Work order: Report how many lines of the listing contain the string "negative", giving only the number. Case counts.

Material provided:
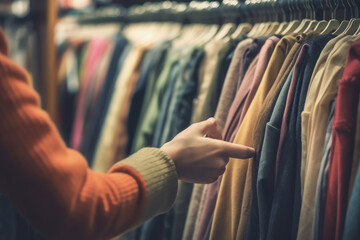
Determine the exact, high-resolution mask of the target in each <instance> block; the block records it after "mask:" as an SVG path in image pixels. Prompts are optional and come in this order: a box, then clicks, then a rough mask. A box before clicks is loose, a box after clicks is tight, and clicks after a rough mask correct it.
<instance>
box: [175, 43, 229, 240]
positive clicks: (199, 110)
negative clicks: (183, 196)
mask: <svg viewBox="0 0 360 240" xmlns="http://www.w3.org/2000/svg"><path fill="white" fill-rule="evenodd" d="M209 46H211V47H213V48H212V49H210V48H209V51H208V52H206V54H208V55H207V56H205V58H206V60H208V61H206V60H205V62H204V63H205V64H208V65H205V75H204V77H203V82H200V86H199V88H200V91H199V97H198V99H197V100H198V102H197V104H198V106H201V107H200V108H197V109H195V111H199V112H194V118H193V120H194V122H197V121H203V120H206V119H207V118H209V117H214V115H215V112H216V108H217V105H218V101H219V98H220V94H221V90H222V86H223V83H224V80H225V76H226V73H227V71H228V67H229V65H230V61H231V60H230V59H227V57H228V56H229V54H230V53H231V52H232V51H233V50H234V48H235V47H236V42H235V41H234V40H231V39H221V40H214V41H213V42H210V43H209V44H208V45H207V46H206V47H205V50H206V48H207V47H209ZM202 84H205V85H207V89H205V88H203V86H201V85H202ZM205 90H206V91H205ZM204 186H205V185H204V184H195V185H194V188H193V189H192V194H191V199H190V203H189V209H188V213H187V215H186V219H185V228H184V232H183V236H182V239H192V238H193V235H194V232H195V224H196V219H197V215H198V210H199V208H200V200H201V196H202V193H203V190H204Z"/></svg>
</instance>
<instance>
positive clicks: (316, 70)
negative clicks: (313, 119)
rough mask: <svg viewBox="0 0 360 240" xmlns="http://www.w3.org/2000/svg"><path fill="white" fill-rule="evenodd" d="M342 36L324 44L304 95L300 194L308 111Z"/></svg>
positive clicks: (305, 150) (302, 124)
mask: <svg viewBox="0 0 360 240" xmlns="http://www.w3.org/2000/svg"><path fill="white" fill-rule="evenodd" d="M343 37H344V36H341V35H340V36H337V37H336V38H334V39H333V40H331V41H329V43H328V44H326V46H325V48H324V49H323V51H322V52H321V55H320V57H319V59H318V61H317V62H316V66H315V68H314V71H313V75H312V76H311V80H310V84H309V89H308V92H307V95H306V101H305V106H304V111H303V112H302V113H301V134H302V136H301V143H302V147H301V148H302V152H301V195H303V192H304V179H305V167H304V166H305V164H306V158H307V153H308V152H307V151H308V142H309V138H310V134H308V133H309V131H310V124H309V122H310V113H311V112H312V110H313V107H314V102H315V99H316V96H317V95H318V93H319V90H320V80H319V79H321V77H322V75H323V74H324V69H325V63H326V61H327V59H328V57H329V54H330V52H331V51H332V50H333V49H334V46H335V44H336V43H337V42H338V41H339V40H341V39H342V38H343Z"/></svg>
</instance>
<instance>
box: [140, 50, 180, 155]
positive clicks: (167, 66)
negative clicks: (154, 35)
mask: <svg viewBox="0 0 360 240" xmlns="http://www.w3.org/2000/svg"><path fill="white" fill-rule="evenodd" d="M179 56H180V50H178V49H170V50H169V52H168V55H167V57H166V60H165V65H164V67H163V69H162V71H161V74H160V76H159V78H158V79H157V80H156V83H155V85H154V89H153V92H152V94H151V97H149V96H146V97H145V100H144V101H147V100H148V102H149V104H148V105H147V106H146V107H145V108H143V109H144V112H143V113H144V115H143V116H142V118H141V124H140V125H139V126H138V131H137V133H136V136H135V142H134V145H133V152H136V151H138V150H140V149H141V148H143V147H148V146H151V145H152V141H153V137H154V134H155V127H156V123H157V120H158V116H159V112H160V107H161V103H162V101H163V97H164V92H165V89H166V86H167V84H168V79H169V75H170V73H171V68H172V66H173V64H174V63H175V62H176V61H177V60H178V58H179ZM150 87H151V86H150ZM149 95H150V94H149Z"/></svg>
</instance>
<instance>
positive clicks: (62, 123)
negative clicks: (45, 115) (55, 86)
mask: <svg viewBox="0 0 360 240" xmlns="http://www.w3.org/2000/svg"><path fill="white" fill-rule="evenodd" d="M83 45H84V43H82V44H78V45H75V46H72V45H70V47H68V48H67V49H66V51H65V52H64V53H63V55H62V56H61V60H59V62H60V64H59V72H58V78H59V81H60V82H61V83H60V86H59V94H58V104H59V107H58V109H59V110H58V111H59V114H58V116H59V124H60V126H62V128H61V135H62V137H63V139H64V141H65V142H66V144H67V145H68V146H69V145H70V137H71V131H72V127H73V122H74V118H75V109H76V96H77V93H78V91H79V85H80V81H79V64H78V61H79V60H80V56H79V55H80V52H81V48H82V47H83Z"/></svg>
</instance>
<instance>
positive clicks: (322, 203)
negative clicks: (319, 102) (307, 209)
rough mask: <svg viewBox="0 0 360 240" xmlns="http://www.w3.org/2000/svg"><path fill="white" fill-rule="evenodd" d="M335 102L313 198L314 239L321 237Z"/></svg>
mask: <svg viewBox="0 0 360 240" xmlns="http://www.w3.org/2000/svg"><path fill="white" fill-rule="evenodd" d="M335 102H336V99H334V100H333V101H332V102H331V103H330V115H329V123H328V126H327V130H326V138H325V147H324V153H323V157H322V160H321V166H320V171H319V178H318V182H317V187H316V199H315V201H316V202H315V214H314V227H313V239H314V240H316V239H323V230H324V217H325V205H326V195H327V188H328V179H329V165H330V151H331V144H332V142H331V139H332V135H333V131H332V128H333V122H334V110H335Z"/></svg>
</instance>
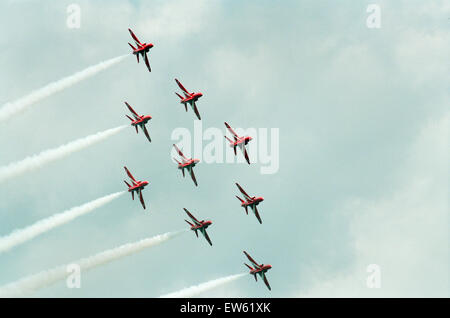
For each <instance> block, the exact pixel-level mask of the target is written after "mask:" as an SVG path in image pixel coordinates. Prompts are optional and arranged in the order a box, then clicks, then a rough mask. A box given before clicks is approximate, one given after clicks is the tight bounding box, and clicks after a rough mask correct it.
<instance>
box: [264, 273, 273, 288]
mask: <svg viewBox="0 0 450 318" xmlns="http://www.w3.org/2000/svg"><path fill="white" fill-rule="evenodd" d="M263 280H264V283H265V284H266V286H267V288H269V290H272V288H270V285H269V281H268V280H267V277H266V274H264V273H263Z"/></svg>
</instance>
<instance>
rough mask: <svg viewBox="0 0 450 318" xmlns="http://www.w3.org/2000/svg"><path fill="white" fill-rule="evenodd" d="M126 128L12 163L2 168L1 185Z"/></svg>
mask: <svg viewBox="0 0 450 318" xmlns="http://www.w3.org/2000/svg"><path fill="white" fill-rule="evenodd" d="M126 127H128V126H126V125H123V126H119V127H116V128H111V129H108V130H105V131H101V132H98V133H96V134H93V135H89V136H87V137H83V138H80V139H77V140H74V141H71V142H69V143H67V144H65V145H62V146H59V147H57V148H53V149H48V150H44V151H42V152H41V153H39V154H37V155H33V156H30V157H27V158H25V159H23V160H21V161H17V162H13V163H10V164H9V165H7V166H3V167H0V183H1V182H2V181H5V180H6V179H9V178H12V177H15V176H18V175H20V174H22V173H25V172H28V171H31V170H34V169H37V168H40V167H41V166H43V165H45V164H47V163H49V162H52V161H55V160H57V159H61V158H64V157H65V156H67V155H70V154H71V153H73V152H76V151H79V150H81V149H83V148H86V147H89V146H91V145H93V144H96V143H98V142H100V141H102V140H104V139H106V138H108V137H110V136H113V135H115V134H117V133H119V132H120V131H122V130H123V129H125V128H126Z"/></svg>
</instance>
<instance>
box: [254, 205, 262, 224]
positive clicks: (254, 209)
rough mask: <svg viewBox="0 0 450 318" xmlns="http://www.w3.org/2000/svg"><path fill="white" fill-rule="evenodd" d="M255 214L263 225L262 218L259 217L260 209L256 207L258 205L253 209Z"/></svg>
mask: <svg viewBox="0 0 450 318" xmlns="http://www.w3.org/2000/svg"><path fill="white" fill-rule="evenodd" d="M253 212H255V216H256V218H257V219H258V221H259V223H260V224H262V221H261V217H260V216H259V213H258V208H257V207H256V205H255V207H254V209H253Z"/></svg>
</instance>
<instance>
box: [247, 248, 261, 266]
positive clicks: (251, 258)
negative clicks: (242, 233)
mask: <svg viewBox="0 0 450 318" xmlns="http://www.w3.org/2000/svg"><path fill="white" fill-rule="evenodd" d="M244 254H245V256H247V258H248V260H249V261H250V262H252V264H253V265H254V266H255V267H256V268H259V267H260V266H259V265H258V263H256V262H255V260H254V259H253V258H252V257H251V256H250V255H248V253H247V252H246V251H244Z"/></svg>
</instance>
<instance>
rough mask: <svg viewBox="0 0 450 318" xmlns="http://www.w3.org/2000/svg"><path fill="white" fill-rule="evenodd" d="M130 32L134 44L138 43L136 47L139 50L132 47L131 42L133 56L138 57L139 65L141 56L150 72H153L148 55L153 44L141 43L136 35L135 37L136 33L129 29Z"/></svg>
mask: <svg viewBox="0 0 450 318" xmlns="http://www.w3.org/2000/svg"><path fill="white" fill-rule="evenodd" d="M128 31H130V34H131V36H132V37H133V39H134V42H135V43H136V46H137V48H135V47H134V46H133V45H131V43H130V42H128V44H129V45H130V46H131V48H132V49H133V54H134V55H136V58H137V60H138V63H139V54H140V55H142V57H143V58H144V61H145V65H147V68H148V71H149V72H151V71H152V69H151V68H150V63H149V62H148V57H147V53H148V51H150V49H151V48H152V47H153V44H152V43H141V41H139V39H138V38H137V37H136V35H134V33H133V31H131V29H128Z"/></svg>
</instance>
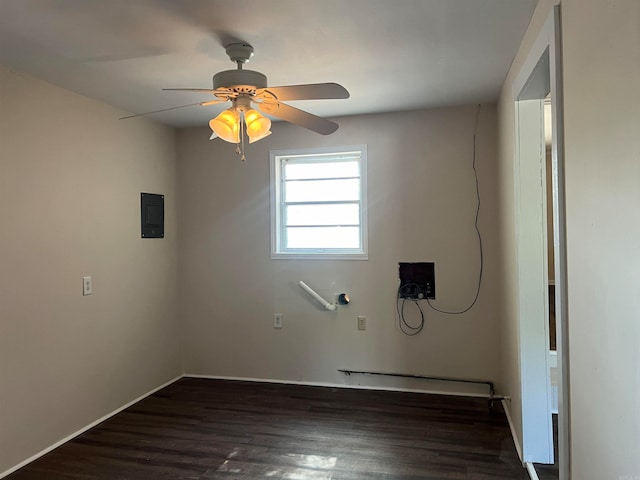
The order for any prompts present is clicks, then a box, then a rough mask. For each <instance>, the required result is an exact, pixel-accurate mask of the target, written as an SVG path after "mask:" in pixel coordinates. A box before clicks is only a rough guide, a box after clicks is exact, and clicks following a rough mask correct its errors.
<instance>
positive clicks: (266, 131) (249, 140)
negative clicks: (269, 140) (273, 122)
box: [249, 130, 271, 143]
mask: <svg viewBox="0 0 640 480" xmlns="http://www.w3.org/2000/svg"><path fill="white" fill-rule="evenodd" d="M269 135H271V130H267V131H266V132H264V133H263V134H262V135H260V136H258V137H249V143H253V142H257V141H258V140H262V139H263V138H265V137H268V136H269Z"/></svg>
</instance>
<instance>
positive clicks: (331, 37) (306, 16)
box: [0, 0, 536, 126]
mask: <svg viewBox="0 0 640 480" xmlns="http://www.w3.org/2000/svg"><path fill="white" fill-rule="evenodd" d="M535 5H536V0H234V1H230V0H4V1H1V2H0V63H2V64H4V65H7V66H9V67H10V68H13V69H16V70H19V71H23V72H27V73H31V74H33V75H34V76H36V77H39V78H41V79H44V80H46V81H48V82H51V83H53V84H56V85H59V86H61V87H64V88H67V89H69V90H72V91H75V92H78V93H81V94H84V95H86V96H89V97H92V98H96V99H99V100H102V101H104V102H107V103H109V104H111V105H114V106H116V107H119V108H121V109H123V110H125V111H127V112H132V113H141V112H147V111H151V110H158V109H163V108H169V107H174V106H177V105H183V104H189V103H194V102H199V101H204V100H209V99H210V97H208V96H207V95H206V94H205V95H203V94H194V93H182V92H163V91H162V88H181V87H196V88H211V86H212V83H211V78H212V76H213V74H215V73H216V72H218V71H221V70H230V69H234V68H235V64H233V63H232V62H231V61H230V60H229V58H228V57H227V56H226V54H225V51H224V48H223V45H226V44H228V43H231V42H234V41H243V42H247V43H250V44H251V45H253V47H254V49H255V54H254V56H253V58H252V59H251V61H250V62H249V63H248V64H246V65H245V68H247V69H251V70H257V71H260V72H262V73H264V74H265V75H267V77H268V79H269V85H270V86H279V85H291V84H303V83H316V82H337V83H340V84H342V85H343V86H344V87H346V88H347V90H349V92H350V93H351V97H350V98H349V99H347V100H315V101H306V102H300V101H298V102H291V104H292V105H294V106H296V107H298V108H303V109H305V110H308V111H310V112H311V113H314V114H316V115H321V116H327V117H335V116H342V115H351V114H362V113H373V112H389V111H399V110H413V109H419V108H430V107H440V106H450V105H461V104H469V103H479V102H493V101H495V100H496V98H497V95H498V92H499V89H500V86H501V85H502V82H503V80H504V78H505V76H506V73H507V71H508V69H509V66H510V65H511V62H512V60H513V57H514V56H515V53H516V52H517V49H518V47H519V45H520V41H521V39H522V37H523V35H524V32H525V30H526V28H527V25H528V23H529V20H530V18H531V15H532V13H533V10H534V8H535ZM223 108H225V106H224V105H223V106H220V105H215V106H211V107H198V106H195V107H188V108H184V109H179V110H174V111H171V112H164V113H157V114H154V115H152V118H155V119H156V120H157V121H160V122H163V123H166V124H169V125H174V126H193V125H206V124H207V122H208V120H209V119H210V118H211V117H212V116H214V115H216V114H217V112H219V111H220V110H222V109H223Z"/></svg>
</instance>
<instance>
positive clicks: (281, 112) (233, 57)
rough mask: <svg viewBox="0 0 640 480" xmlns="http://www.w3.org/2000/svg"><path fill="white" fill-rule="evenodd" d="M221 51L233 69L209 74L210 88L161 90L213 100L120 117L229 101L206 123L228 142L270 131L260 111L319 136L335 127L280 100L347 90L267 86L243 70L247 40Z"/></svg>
mask: <svg viewBox="0 0 640 480" xmlns="http://www.w3.org/2000/svg"><path fill="white" fill-rule="evenodd" d="M225 50H226V53H227V55H228V56H229V58H230V59H231V61H232V62H235V63H236V64H237V69H236V70H225V71H222V72H219V73H216V74H215V75H214V76H213V88H165V89H163V90H169V91H182V92H198V93H208V94H211V95H213V96H214V97H215V99H214V100H210V101H205V102H199V103H193V104H189V105H181V106H179V107H172V108H166V109H163V110H156V111H154V112H147V113H142V114H137V115H130V116H127V117H122V118H123V119H124V118H132V117H137V116H140V115H148V114H151V113H158V112H163V111H167V110H174V109H176V108H183V107H190V106H195V105H200V106H203V107H206V106H209V105H215V104H218V103H224V102H231V107H230V108H229V109H227V110H225V111H223V112H222V113H221V114H220V115H218V116H217V117H215V118H213V119H211V121H210V122H209V126H210V127H211V129H212V130H213V132H214V135H212V138H215V137H216V136H217V137H220V138H222V139H223V140H225V141H228V142H231V143H240V141H241V140H242V139H243V133H245V132H246V134H247V136H248V137H249V142H250V143H251V142H254V141H257V140H260V139H262V138H264V137H266V136H267V135H269V134H270V133H271V131H270V128H271V120H270V119H269V118H267V117H264V116H263V115H261V114H260V113H259V112H258V111H256V110H255V109H254V108H253V107H255V108H257V109H258V110H259V111H260V112H262V113H264V114H266V115H269V116H273V117H276V118H280V119H282V120H286V121H287V122H289V123H293V124H295V125H299V126H301V127H304V128H307V129H309V130H312V131H314V132H317V133H320V134H322V135H329V134H331V133H333V132H335V131H336V130H337V129H338V124H337V123H335V122H332V121H330V120H327V119H325V118H322V117H318V116H316V115H313V114H311V113H309V112H306V111H304V110H300V109H298V108H295V107H292V106H290V105H287V104H285V103H283V101H289V100H321V99H325V100H327V99H341V98H349V92H348V91H347V90H346V89H345V88H344V87H343V86H342V85H339V84H337V83H313V84H306V85H287V86H280V87H269V86H267V77H266V76H265V75H264V74H262V73H260V72H256V71H253V70H244V69H243V68H242V66H243V64H244V63H246V62H247V61H248V60H249V59H250V58H251V56H252V55H253V47H252V46H251V45H249V44H248V43H242V42H241V43H231V44H228V45H226V46H225Z"/></svg>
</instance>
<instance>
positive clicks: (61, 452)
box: [6, 378, 528, 480]
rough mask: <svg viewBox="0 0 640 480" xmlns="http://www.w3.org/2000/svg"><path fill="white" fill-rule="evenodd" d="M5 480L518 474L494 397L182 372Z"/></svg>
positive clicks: (230, 478)
mask: <svg viewBox="0 0 640 480" xmlns="http://www.w3.org/2000/svg"><path fill="white" fill-rule="evenodd" d="M6 478H7V480H43V479H47V480H80V479H82V480H96V479H105V480H106V479H109V480H113V479H122V480H124V479H127V480H136V479H144V480H164V479H167V480H169V479H171V480H175V479H180V480H249V479H250V480H255V479H271V480H278V479H297V480H361V479H366V480H401V479H402V480H443V479H447V480H472V479H473V480H488V479H491V480H500V479H508V480H525V479H528V475H527V473H526V471H525V470H524V469H523V468H522V465H521V463H520V461H519V459H518V456H517V453H516V451H515V448H514V445H513V440H512V438H511V435H510V432H509V427H508V424H507V421H506V419H505V415H504V413H503V412H502V410H501V406H500V405H499V404H496V406H495V408H494V411H493V413H490V412H489V410H488V408H487V402H486V400H483V399H476V398H465V397H452V396H443V395H427V394H418V393H399V392H380V391H369V390H356V389H343V388H340V389H338V388H328V387H308V386H297V385H278V384H268V383H256V382H239V381H222V380H207V379H195V378H183V379H181V380H179V381H177V382H175V383H173V384H171V385H169V386H168V387H166V388H164V389H162V390H160V391H158V392H157V393H155V394H154V395H151V396H149V397H147V398H146V399H144V400H142V401H140V402H138V403H137V404H135V405H133V406H132V407H130V408H128V409H126V410H125V411H123V412H121V413H119V414H117V415H115V416H114V417H112V418H110V419H109V420H106V421H105V422H103V423H101V424H100V425H98V426H96V427H94V428H93V429H91V430H89V431H87V432H85V433H84V434H82V435H80V436H78V437H76V438H75V439H73V440H71V441H69V442H67V443H65V444H64V445H62V446H60V447H59V448H57V449H56V450H54V451H52V452H50V453H49V454H47V455H45V456H44V457H42V458H40V459H38V460H36V461H34V462H32V463H31V464H29V465H27V466H25V467H23V468H22V469H20V470H18V471H16V472H14V473H13V474H11V475H9V476H8V477H6Z"/></svg>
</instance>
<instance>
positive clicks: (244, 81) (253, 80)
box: [213, 70, 267, 93]
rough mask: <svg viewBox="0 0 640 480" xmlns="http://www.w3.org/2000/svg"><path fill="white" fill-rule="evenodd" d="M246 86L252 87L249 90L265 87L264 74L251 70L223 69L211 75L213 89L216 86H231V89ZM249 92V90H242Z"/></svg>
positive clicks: (248, 92)
mask: <svg viewBox="0 0 640 480" xmlns="http://www.w3.org/2000/svg"><path fill="white" fill-rule="evenodd" d="M246 87H252V88H250V89H251V90H253V91H255V90H256V89H258V88H266V87H267V77H266V75H264V74H262V73H260V72H255V71H253V70H225V71H224V72H219V73H216V74H215V75H214V76H213V89H214V90H216V89H218V88H231V89H233V90H236V89H242V90H244V89H245V88H246ZM236 91H238V90H236ZM242 93H249V92H242Z"/></svg>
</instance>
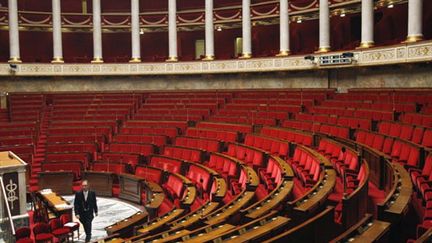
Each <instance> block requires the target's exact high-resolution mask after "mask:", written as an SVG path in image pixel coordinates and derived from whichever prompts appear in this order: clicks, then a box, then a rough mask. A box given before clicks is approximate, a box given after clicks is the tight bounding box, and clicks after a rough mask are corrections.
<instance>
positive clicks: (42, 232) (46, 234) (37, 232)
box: [33, 223, 53, 242]
mask: <svg viewBox="0 0 432 243" xmlns="http://www.w3.org/2000/svg"><path fill="white" fill-rule="evenodd" d="M33 234H34V236H35V240H36V242H46V241H50V242H53V235H52V234H51V229H50V226H49V224H46V223H36V224H35V226H34V227H33Z"/></svg>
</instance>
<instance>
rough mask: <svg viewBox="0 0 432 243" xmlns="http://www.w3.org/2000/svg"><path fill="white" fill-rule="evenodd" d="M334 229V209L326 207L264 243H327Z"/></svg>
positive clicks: (334, 228) (330, 238)
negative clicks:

Result for this task: 8